**PROBLEM:** Could you reproduce the magazine scam text from "- Contact the" up to and including "as seen below.", substituting "address label" for "mailing label"?

**SUPPLIED PASSAGE:**
Beware of magazine scams that use high-pressure sales tactics and make false claims. These types of scams often take on the following forms.
- Fake Invoices Sent Through the Mail
Companies will send magazine subscription offers that look like renewal notices or bills. They will use words like “publisher,” “billing,” or “service” in their names and purposefully make their letters look like they are coming from the magazine company. But if you look at the fine print, they are actually selling you a new subscription, usually for two or three times the cost.
- Door-to-Door Sales
People with compelling stories will come to your door selling magazine subscriptions for a good cause, such as money for college, going to camp, or even a non-profit organization like a hospital. The subscription’s cost is really high and often times you will not get what you paid for. The people selling the magazines may also get scammed with false promises of easy sales and high payouts.
- Telemarketing Calls
Telemarketers will call and trick you into paying for expensive multi-year magazine packages. They will pretend to call from the magazine company and say that you won a big prize (such as a $1,000 gift card or luxury watch), or are entitled to “bonus” magazines, or a lower payment or credit. To receive the prize, bonus, or credit, you have to confirm or provide your personal and financial information and participate in a tape-recorded “verification” of the order. The scammers will then change the recording or the terms of the offer. When you don’t get what you were promised, they will use the recordings to force you to pay.
Tips to Avoid Magazine Scams
Here are a few tips to avoid being ripped off.
- Do Not Purchase Any Magazines Through Salespeople. Do not provide solicitors with your personal or financial information. Many of these companies refuse to cancel people’s packages, which can lead to credit card disputes, debt collection actions, and even identity theft. The companies may also sell or trade your information to other companies, which could lead to more high-pressure telemarketing calls.
- Read the Fine Print. Look at any “renewal” notice carefully, including the fine print and the name of the sender. Often times these notices identify, in small, hard-to-read print, that the notice is a solicitation from a third party company. If you do decide to buy a magazine subscription, make sure to ask for and read the terms of the agreement. Sales persons will often misrepresent the cost and cancellation terms.
- Contact the Publisher Directly. When you receive a “renewal” invoice, contact the publisher directly to figure out whether the notice is genuine. Confirm the cost to renew a subscription. Do not trust the phone number listed on the notice, but look up the telephone number on the publisher’s website or on the magazine itself.
- Find Out When Your Magazine Subscription Ends. To avoid renewing your subscription earlier than you want or need to, check your receipts to find out when your magazine subscription ends. You may also be able to find this information on the mailing label of the magazine. It may be listed in a “MMYY” format as seen below.
What To Do If You’re a Victim
If you believe you are a victim of a magazine scam, or would like to report a suspicious “renewal” or solicitation offer, you may file a complaint with the Attorney General’s Public Inquiry Unit, the Federal Trade Commission, and the Better Business Bureau.

**MATERIAL SUPPLIED:**

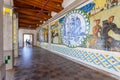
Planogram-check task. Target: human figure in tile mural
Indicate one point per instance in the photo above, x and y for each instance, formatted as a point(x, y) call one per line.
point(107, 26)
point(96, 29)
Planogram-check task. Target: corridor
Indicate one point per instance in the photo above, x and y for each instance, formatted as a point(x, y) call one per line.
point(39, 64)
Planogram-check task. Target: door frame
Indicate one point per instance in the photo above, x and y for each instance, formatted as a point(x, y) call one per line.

--

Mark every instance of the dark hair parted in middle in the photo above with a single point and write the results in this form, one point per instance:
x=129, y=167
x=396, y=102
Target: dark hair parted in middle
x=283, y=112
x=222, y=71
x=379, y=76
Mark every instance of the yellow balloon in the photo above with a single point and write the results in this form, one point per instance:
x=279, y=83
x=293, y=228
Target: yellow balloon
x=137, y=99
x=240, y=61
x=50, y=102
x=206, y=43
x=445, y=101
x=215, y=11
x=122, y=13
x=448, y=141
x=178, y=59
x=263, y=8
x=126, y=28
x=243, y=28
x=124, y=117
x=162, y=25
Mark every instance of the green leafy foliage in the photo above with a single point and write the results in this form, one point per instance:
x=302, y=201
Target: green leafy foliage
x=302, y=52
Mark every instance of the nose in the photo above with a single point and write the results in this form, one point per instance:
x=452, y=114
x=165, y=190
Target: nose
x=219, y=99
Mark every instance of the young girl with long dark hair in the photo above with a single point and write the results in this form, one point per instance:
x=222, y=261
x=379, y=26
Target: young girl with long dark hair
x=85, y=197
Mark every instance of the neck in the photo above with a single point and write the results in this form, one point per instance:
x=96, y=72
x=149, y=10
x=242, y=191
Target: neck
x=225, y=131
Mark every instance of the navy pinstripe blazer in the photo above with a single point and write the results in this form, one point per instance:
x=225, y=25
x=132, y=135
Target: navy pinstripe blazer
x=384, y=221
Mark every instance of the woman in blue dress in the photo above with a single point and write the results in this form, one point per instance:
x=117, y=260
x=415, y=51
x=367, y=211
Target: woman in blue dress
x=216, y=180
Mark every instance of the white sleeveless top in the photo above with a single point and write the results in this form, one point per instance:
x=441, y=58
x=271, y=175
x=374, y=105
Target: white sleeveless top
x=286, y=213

**EXPECTED ANSWER:**
- Contact the Publisher Directly. When you receive a “renewal” invoice, contact the publisher directly to figure out whether the notice is genuine. Confirm the cost to renew a subscription. Do not trust the phone number listed on the notice, but look up the telephone number on the publisher’s website or on the magazine itself.
- Find Out When Your Magazine Subscription Ends. To avoid renewing your subscription earlier than you want or need to, check your receipts to find out when your magazine subscription ends. You may also be able to find this information on the address label of the magazine. It may be listed in a “MMYY” format as seen below.